[TEXT SEGMENT]

In Greek mythology, Acamas or Akamas (; Ancient Greek: , folk etymology: 'unwearying'), was the son of Trojan elder Antenor and Theano, was a participant in the Trojan War, and fought on the side of the Trojans.

Family 
Acamas was the brother of Crino, Agenor, Antheus, Archelochus, Coön, Demoleon, Eurymachus, Glaucus, Helicaon, Iphidamas, Laodamas, Laodocus, Medon, Polybus,  and Thersilochus.

Mythology

Trojan War 
With his brother Archelochus and his cousin Aeneas, Acamas was lieutenant of the Dardanian contingent to assist King Priam.  Along with Aeneas and Archelochus he led one of the five divisions attacking the Argive wall in the battle for the ships. Homer's Iliad, Book 2, describes the troops of the Dardanians and its leaders:

"The Dardanians were led by brave Aeneas, whom Aphrodite bore to Anchises, when she, goddess though she was, had lain with him upon the mountain slopes of Ida. He was not alone, for with him were the two sons of Antenor, Arkhilokhos and Akamas, both skilled in all the arts of war."

While in Book 14, Acamas avenged the death of his brother, who had been killed by Ajax, by slaying Promachus the Boeotian.

[REQUIRED WORK]
**A.** In the Acamas text above, write out again the part that opens with the words containing "In Greek mythology, Acamas" and closes with "of the Trojans.", and switch "unwearying" to "tireless".
**B.** Name every individual figure mentioned by name in the quotation from Book 2 of the Iliad in the Acamas text above.

[Labeled-object pointing entries]
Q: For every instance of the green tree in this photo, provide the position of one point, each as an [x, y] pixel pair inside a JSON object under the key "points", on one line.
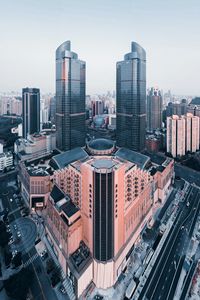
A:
{"points": [[17, 286]]}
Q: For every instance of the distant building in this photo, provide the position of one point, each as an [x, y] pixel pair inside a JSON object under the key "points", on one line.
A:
{"points": [[153, 144], [154, 110], [30, 111], [176, 108], [52, 111], [70, 99], [182, 134], [6, 160], [194, 109], [97, 107], [10, 106], [131, 99]]}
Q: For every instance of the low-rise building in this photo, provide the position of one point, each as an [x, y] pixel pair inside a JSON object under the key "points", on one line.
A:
{"points": [[35, 146]]}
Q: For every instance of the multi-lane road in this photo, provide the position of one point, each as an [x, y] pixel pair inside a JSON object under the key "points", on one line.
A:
{"points": [[40, 287], [163, 278]]}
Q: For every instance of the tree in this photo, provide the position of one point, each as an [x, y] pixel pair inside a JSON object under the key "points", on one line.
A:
{"points": [[17, 286], [4, 239], [17, 260], [2, 227], [7, 257], [50, 265]]}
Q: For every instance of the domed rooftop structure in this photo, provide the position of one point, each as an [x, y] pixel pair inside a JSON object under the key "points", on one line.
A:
{"points": [[101, 147]]}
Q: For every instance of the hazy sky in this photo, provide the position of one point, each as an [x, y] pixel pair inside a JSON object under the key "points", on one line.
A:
{"points": [[101, 32]]}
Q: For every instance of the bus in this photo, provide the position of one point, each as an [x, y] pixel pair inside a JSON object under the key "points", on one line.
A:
{"points": [[148, 257], [162, 228], [130, 289]]}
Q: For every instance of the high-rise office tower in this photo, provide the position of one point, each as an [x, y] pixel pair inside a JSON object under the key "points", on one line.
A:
{"points": [[154, 110], [131, 99], [70, 99], [30, 111]]}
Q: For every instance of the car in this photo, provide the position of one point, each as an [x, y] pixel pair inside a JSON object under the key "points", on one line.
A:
{"points": [[14, 252], [11, 241], [19, 234], [43, 254], [62, 289]]}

[SOLUTIONS BY TASK]
**A.**
In Greek mythology, Acamas or Akamas (; Ancient Greek: , folk etymology: 'tireless'), was the son of Trojan elder Antenor and Theano, was a participant in the Trojan War, and fought on the side of the Trojans.

**B.** Aeneas, Aphrodite, Anchises, Antenor, Arkhilokhos, Akamas